# Written request
Your task is to repeat the records exactly from the line containing "Task: spot one point per instance of the red" onward, through the final line.

***** Source records

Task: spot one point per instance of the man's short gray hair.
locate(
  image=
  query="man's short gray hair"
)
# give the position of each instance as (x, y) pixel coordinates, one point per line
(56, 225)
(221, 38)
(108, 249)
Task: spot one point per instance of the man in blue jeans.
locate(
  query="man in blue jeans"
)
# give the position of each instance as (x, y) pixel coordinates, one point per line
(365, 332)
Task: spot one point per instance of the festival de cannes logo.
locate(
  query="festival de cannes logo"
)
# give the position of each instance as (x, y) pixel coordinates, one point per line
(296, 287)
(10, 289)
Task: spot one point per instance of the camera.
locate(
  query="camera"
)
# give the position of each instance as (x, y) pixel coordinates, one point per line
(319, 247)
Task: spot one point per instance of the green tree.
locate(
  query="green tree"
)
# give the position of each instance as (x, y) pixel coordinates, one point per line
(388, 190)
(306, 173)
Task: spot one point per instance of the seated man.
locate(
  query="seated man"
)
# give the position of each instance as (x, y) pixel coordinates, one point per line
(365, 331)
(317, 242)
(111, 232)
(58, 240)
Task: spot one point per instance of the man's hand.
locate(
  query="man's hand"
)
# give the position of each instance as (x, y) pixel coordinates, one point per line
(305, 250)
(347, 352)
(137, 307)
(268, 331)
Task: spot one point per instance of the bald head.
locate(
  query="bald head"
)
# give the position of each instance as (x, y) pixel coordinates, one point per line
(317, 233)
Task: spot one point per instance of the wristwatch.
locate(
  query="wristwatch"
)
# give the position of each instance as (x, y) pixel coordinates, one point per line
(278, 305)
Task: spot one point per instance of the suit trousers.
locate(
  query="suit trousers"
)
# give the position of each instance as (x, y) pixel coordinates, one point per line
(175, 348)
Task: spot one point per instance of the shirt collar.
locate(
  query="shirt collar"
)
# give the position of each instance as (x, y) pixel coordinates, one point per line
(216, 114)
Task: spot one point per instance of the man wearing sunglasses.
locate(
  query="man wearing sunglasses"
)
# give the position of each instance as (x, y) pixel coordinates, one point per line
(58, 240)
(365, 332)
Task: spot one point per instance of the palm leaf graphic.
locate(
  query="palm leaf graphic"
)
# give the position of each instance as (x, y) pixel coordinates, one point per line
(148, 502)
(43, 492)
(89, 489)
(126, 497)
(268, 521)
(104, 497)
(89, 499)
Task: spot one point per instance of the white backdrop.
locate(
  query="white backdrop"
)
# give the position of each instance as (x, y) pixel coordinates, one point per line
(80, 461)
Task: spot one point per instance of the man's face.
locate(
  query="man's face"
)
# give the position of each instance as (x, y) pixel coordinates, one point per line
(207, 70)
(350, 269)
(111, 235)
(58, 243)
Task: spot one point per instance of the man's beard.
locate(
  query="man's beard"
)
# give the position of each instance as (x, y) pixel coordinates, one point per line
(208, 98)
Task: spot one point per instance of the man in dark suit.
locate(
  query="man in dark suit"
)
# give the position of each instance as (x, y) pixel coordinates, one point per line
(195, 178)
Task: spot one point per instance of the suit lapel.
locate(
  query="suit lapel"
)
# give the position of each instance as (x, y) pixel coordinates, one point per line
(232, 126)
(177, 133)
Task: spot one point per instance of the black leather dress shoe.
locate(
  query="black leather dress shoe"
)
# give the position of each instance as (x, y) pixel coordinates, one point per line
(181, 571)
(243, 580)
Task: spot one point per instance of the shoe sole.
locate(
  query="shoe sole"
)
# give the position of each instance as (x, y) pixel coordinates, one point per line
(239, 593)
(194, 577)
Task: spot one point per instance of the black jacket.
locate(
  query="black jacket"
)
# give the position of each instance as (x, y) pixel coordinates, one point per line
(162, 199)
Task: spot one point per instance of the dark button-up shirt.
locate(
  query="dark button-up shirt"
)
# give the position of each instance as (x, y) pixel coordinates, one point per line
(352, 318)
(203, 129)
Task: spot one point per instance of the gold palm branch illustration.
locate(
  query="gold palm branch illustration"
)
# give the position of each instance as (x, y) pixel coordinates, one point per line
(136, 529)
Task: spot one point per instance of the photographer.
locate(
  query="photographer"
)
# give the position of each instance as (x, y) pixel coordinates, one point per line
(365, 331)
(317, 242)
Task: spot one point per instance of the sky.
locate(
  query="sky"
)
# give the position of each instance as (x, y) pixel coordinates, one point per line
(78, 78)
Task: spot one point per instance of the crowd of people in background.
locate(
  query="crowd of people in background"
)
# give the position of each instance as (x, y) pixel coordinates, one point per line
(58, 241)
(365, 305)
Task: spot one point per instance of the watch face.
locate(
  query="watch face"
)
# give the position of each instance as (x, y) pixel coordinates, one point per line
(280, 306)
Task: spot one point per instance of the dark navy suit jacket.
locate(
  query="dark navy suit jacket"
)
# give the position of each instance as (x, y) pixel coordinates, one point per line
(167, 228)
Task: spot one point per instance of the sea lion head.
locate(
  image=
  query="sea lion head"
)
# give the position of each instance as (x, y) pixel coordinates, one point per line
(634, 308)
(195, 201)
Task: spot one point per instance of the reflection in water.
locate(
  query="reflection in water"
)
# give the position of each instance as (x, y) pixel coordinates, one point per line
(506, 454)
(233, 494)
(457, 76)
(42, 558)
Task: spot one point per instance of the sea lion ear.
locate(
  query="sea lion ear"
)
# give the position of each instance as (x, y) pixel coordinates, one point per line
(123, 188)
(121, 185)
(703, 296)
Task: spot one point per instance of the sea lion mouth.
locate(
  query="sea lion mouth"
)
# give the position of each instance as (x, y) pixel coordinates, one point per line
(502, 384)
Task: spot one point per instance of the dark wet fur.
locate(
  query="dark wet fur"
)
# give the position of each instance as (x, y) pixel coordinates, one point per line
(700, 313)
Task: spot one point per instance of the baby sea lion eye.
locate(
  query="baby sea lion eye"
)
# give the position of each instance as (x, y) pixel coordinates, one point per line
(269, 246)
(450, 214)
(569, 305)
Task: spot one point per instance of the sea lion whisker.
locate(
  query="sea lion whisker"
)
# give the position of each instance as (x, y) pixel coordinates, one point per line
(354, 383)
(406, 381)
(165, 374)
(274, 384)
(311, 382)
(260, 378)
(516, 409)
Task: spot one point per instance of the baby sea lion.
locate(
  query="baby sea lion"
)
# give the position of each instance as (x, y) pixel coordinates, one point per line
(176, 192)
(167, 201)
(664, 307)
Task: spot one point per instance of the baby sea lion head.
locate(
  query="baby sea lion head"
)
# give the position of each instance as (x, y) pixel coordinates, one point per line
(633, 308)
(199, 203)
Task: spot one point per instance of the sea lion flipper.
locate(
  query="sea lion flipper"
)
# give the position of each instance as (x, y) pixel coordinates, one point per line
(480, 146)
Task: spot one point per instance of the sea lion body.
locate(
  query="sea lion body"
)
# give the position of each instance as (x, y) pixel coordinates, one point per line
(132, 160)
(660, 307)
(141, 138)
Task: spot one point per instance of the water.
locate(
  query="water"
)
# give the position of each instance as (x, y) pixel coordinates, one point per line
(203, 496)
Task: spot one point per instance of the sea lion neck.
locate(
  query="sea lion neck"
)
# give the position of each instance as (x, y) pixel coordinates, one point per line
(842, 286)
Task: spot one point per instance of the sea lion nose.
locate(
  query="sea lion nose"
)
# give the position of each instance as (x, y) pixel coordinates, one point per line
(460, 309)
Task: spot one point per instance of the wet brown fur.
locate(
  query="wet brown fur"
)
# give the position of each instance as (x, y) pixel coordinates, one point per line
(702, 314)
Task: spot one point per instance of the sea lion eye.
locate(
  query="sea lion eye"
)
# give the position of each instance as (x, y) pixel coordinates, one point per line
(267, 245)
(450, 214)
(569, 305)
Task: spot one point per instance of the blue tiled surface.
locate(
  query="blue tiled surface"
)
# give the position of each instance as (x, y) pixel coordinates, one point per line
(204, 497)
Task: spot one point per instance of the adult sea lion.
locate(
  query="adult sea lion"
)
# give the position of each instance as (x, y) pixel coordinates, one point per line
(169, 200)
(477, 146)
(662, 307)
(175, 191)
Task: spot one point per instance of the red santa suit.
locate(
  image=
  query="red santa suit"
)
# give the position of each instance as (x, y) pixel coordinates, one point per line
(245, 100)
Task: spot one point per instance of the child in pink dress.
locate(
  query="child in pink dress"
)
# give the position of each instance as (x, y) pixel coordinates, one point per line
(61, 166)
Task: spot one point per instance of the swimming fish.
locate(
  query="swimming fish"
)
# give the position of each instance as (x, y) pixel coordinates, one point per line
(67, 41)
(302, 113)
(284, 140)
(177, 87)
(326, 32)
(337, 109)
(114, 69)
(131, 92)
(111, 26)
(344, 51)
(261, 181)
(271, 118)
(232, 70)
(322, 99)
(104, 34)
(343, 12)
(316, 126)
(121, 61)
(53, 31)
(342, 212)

**********

# Final result
Task: spot one point per instance of the red santa suit.
locate(
  image=
  query="red santa suit"
)
# give the position of each instance as (x, y) pixel coordinates, one point per line
(245, 100)
Task: spot one point per instance of the child in pink dress.
locate(
  query="child in pink dress"
)
# give the position of each instance as (x, y) pixel coordinates, one point per line
(61, 166)
Task: spot one point per instance of the swimming fish.
locate(
  query="swimming fish"
)
# give the position of each instance as (x, y) pixel coordinates, one point per line
(67, 41)
(302, 113)
(284, 140)
(177, 87)
(326, 32)
(337, 109)
(114, 69)
(131, 92)
(111, 26)
(344, 51)
(261, 181)
(271, 118)
(232, 70)
(322, 99)
(104, 34)
(343, 12)
(316, 126)
(121, 61)
(53, 31)
(342, 212)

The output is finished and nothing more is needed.